* _Problem details_:
Output nothing but the lines from the line with "of the notice" through the end of the listing below, both ends included.

=-=-=

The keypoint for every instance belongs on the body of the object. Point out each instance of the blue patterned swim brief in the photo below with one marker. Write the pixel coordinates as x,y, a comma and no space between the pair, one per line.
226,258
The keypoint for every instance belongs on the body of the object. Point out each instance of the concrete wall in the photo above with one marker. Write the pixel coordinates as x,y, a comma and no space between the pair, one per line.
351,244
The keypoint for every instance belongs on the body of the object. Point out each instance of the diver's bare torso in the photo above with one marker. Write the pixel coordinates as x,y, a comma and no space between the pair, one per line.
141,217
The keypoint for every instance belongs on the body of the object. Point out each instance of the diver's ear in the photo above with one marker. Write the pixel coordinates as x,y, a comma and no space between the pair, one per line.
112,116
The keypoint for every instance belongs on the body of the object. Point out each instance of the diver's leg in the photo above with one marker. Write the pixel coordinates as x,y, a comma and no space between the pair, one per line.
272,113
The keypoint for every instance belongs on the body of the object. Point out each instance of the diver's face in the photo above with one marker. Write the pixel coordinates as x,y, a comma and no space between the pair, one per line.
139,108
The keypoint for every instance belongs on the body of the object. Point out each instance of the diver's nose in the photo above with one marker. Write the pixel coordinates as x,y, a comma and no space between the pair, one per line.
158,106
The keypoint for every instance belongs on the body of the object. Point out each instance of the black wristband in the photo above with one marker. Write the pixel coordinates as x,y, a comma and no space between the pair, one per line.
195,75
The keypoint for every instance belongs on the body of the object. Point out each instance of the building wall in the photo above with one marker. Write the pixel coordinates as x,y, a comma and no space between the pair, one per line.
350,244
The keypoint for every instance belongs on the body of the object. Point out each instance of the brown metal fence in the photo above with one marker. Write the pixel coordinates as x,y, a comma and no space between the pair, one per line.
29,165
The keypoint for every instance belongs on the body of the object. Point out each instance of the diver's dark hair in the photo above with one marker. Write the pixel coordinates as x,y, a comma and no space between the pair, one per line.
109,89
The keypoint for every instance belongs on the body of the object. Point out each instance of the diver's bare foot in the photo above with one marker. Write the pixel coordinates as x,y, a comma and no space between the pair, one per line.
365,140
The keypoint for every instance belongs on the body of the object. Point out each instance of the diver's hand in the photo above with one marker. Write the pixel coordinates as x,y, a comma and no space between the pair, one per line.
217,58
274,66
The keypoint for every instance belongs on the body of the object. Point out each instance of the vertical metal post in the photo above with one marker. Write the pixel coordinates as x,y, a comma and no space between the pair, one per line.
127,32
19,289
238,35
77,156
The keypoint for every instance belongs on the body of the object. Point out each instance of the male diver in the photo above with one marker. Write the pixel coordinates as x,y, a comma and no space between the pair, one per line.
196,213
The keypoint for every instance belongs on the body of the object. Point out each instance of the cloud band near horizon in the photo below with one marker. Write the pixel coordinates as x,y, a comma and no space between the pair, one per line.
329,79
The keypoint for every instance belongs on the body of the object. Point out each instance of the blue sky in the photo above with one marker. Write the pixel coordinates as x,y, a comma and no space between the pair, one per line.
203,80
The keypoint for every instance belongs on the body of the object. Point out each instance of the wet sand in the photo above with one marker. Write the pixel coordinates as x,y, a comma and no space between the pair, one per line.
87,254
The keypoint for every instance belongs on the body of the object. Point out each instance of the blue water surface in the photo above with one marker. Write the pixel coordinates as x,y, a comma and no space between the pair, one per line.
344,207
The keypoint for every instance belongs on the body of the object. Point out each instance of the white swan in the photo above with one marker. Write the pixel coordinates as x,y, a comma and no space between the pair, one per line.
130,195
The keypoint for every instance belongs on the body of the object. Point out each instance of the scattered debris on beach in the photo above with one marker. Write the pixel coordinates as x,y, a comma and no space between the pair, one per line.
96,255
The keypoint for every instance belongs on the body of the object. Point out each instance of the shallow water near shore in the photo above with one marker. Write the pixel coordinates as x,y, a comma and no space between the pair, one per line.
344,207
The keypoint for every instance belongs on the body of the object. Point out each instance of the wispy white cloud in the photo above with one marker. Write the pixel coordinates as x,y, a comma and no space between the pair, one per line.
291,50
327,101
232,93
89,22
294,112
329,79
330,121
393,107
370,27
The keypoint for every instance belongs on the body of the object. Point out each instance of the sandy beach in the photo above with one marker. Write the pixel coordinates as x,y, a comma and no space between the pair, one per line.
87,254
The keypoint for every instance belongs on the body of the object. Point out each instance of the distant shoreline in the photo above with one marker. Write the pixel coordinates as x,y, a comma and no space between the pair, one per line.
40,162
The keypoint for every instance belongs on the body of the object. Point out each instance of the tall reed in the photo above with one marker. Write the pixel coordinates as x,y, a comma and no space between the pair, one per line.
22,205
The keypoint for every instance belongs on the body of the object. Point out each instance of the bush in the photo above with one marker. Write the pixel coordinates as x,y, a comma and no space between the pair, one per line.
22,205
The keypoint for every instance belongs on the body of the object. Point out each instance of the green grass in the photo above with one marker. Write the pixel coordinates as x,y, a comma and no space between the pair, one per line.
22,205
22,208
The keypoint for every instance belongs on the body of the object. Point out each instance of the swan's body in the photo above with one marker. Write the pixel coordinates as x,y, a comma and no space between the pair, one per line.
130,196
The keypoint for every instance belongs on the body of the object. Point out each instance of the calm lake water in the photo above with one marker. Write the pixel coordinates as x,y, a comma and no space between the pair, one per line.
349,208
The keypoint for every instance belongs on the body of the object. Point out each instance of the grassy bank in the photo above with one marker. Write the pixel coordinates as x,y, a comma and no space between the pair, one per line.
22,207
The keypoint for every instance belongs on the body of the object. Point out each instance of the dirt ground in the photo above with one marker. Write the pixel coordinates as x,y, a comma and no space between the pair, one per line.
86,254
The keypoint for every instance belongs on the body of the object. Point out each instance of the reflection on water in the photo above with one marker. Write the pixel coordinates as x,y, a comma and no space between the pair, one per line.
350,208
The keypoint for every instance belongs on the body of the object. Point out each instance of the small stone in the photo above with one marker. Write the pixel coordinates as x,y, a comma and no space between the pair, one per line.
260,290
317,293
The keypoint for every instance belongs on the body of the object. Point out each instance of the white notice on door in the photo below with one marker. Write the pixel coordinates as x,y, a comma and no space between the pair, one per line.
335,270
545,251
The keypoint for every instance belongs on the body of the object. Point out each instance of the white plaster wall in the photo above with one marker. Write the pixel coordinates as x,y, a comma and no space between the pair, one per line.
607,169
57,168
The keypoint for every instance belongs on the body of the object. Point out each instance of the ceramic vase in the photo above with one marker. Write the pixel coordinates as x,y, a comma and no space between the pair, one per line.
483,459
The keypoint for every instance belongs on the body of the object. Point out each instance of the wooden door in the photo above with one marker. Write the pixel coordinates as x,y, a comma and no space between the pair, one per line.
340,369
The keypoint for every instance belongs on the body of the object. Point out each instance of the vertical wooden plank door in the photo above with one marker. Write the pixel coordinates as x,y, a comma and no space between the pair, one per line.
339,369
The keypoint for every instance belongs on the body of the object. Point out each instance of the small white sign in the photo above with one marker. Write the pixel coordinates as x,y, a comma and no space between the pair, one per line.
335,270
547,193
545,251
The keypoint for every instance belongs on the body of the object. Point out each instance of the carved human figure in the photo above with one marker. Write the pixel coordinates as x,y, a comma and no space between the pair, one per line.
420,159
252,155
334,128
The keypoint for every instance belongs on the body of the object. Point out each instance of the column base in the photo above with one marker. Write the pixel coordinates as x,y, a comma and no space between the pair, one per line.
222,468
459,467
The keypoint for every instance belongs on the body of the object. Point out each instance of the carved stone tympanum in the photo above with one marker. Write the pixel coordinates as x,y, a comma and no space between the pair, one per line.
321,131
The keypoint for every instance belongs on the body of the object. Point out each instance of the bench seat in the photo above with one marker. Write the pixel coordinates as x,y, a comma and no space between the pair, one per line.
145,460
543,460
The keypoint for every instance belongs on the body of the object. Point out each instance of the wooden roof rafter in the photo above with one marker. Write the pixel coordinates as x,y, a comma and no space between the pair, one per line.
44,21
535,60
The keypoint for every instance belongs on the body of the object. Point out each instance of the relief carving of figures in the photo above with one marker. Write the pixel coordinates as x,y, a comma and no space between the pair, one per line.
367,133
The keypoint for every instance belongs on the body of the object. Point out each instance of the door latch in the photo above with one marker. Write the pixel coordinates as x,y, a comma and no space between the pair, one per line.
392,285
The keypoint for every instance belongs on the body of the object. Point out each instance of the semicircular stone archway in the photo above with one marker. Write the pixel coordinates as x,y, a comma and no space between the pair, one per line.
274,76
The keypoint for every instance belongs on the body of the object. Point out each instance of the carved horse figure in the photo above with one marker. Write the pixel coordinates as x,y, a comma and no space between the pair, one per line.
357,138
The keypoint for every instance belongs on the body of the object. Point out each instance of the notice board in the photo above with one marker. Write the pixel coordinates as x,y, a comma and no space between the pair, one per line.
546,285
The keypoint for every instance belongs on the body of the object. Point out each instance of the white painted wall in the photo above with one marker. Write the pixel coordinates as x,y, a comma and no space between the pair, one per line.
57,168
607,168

=-=-=

* _Finished exercise_:
The keypoint for every instance belongs on the body of the object. Point out each instance of the notice board in the photo above with one marker. Write the pixel coordinates as x,y, a comma and no space between the pair, one per line.
546,285
The keypoint for every instance belongs on the body of the object. Point out each instance of the white painted wall in the photo above with one marker. Write the pixel coordinates as x,y, a comma and no space between the pair, one per line.
57,168
607,168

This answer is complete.